** Begin Records provided **

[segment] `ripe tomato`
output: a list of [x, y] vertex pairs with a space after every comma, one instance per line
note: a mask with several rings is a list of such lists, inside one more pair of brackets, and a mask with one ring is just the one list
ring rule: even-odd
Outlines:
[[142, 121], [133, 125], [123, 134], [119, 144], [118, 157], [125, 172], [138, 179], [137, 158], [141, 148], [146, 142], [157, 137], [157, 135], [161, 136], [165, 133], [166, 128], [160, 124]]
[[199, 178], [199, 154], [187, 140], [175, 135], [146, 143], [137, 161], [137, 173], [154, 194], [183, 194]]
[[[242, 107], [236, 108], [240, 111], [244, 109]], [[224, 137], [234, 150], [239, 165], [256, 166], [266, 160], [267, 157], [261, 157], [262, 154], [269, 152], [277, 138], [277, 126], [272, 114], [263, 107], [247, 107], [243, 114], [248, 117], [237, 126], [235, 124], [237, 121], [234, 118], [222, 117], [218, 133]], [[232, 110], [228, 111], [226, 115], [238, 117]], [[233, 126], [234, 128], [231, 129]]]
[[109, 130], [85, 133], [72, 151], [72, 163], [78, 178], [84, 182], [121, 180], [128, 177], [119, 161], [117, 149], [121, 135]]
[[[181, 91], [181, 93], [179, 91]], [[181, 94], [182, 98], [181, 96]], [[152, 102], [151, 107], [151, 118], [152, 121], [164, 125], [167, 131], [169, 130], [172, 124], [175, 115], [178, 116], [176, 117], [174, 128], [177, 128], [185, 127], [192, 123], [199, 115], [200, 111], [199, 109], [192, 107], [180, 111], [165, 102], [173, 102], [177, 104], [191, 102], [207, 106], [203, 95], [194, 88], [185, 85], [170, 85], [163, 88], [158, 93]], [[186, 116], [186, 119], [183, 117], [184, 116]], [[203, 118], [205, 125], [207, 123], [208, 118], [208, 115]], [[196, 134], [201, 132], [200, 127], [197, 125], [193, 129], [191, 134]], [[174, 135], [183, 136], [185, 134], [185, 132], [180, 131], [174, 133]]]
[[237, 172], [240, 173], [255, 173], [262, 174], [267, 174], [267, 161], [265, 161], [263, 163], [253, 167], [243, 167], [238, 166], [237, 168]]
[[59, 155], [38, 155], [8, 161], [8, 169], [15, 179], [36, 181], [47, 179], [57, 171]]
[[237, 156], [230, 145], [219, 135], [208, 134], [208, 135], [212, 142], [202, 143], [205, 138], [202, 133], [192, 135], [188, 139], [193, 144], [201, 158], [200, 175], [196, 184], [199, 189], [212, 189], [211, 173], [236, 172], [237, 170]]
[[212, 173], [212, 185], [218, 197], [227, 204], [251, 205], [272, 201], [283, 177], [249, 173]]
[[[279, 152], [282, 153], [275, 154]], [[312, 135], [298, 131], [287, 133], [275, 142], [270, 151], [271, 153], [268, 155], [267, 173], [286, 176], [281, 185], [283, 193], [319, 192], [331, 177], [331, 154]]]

** End Records provided **

* Written task
Copy out every line of the data above word for word, with nothing changed.

* Complete answer
[segment] `ripe tomato`
output: a list of [x, y] vertex pairs with a space after every comma, one instance per line
note: a mask with several rings is a list of such lists, inside one more pair of brackets, and a mask with one ring is just the one list
ring rule: even-odd
Outlines:
[[142, 121], [133, 125], [123, 134], [119, 144], [118, 157], [125, 172], [138, 179], [137, 158], [141, 148], [146, 142], [157, 137], [157, 135], [161, 136], [165, 133], [166, 128], [160, 124]]
[[199, 178], [199, 154], [187, 140], [175, 135], [146, 143], [137, 161], [137, 173], [154, 194], [183, 194]]
[[[242, 107], [236, 108], [240, 111], [244, 109]], [[224, 137], [234, 150], [239, 165], [256, 166], [266, 160], [267, 157], [261, 157], [262, 154], [269, 152], [277, 138], [277, 126], [272, 114], [263, 107], [247, 107], [243, 114], [248, 117], [237, 126], [235, 124], [237, 121], [234, 118], [222, 117], [218, 133]], [[232, 110], [228, 111], [226, 115], [238, 117]], [[233, 126], [234, 128], [231, 129]]]
[[109, 130], [85, 133], [72, 151], [72, 163], [78, 178], [84, 182], [121, 180], [128, 177], [119, 161], [117, 149], [121, 135]]
[[[181, 91], [181, 93], [179, 91]], [[181, 94], [182, 98], [181, 96]], [[152, 102], [151, 107], [151, 118], [152, 121], [164, 125], [167, 131], [169, 130], [172, 124], [175, 115], [178, 116], [176, 117], [174, 128], [177, 128], [185, 127], [192, 123], [199, 115], [200, 111], [199, 109], [192, 107], [180, 111], [165, 102], [173, 102], [177, 104], [191, 102], [207, 106], [203, 95], [194, 88], [185, 85], [170, 85], [163, 88], [158, 93]], [[186, 116], [186, 119], [183, 117], [184, 116]], [[203, 118], [205, 125], [207, 123], [208, 118], [208, 115]], [[196, 134], [201, 132], [200, 127], [197, 125], [193, 129], [191, 134]], [[174, 135], [183, 136], [185, 134], [185, 132], [180, 131], [174, 133]]]
[[237, 172], [240, 173], [255, 173], [262, 174], [267, 174], [267, 161], [265, 161], [263, 163], [253, 167], [243, 167], [238, 166], [237, 168]]
[[59, 155], [38, 155], [8, 161], [8, 169], [15, 179], [36, 181], [47, 179], [57, 171]]
[[237, 156], [230, 145], [219, 135], [208, 134], [208, 135], [212, 142], [202, 143], [205, 138], [202, 133], [192, 135], [188, 139], [193, 144], [201, 158], [200, 175], [196, 184], [199, 189], [212, 189], [211, 173], [236, 172], [237, 170]]
[[212, 173], [212, 185], [218, 197], [227, 204], [251, 205], [272, 201], [283, 177], [249, 173]]
[[[279, 152], [282, 153], [275, 154]], [[312, 135], [298, 131], [287, 133], [275, 142], [270, 151], [271, 153], [268, 155], [267, 173], [286, 176], [281, 185], [283, 193], [319, 192], [331, 177], [331, 154]]]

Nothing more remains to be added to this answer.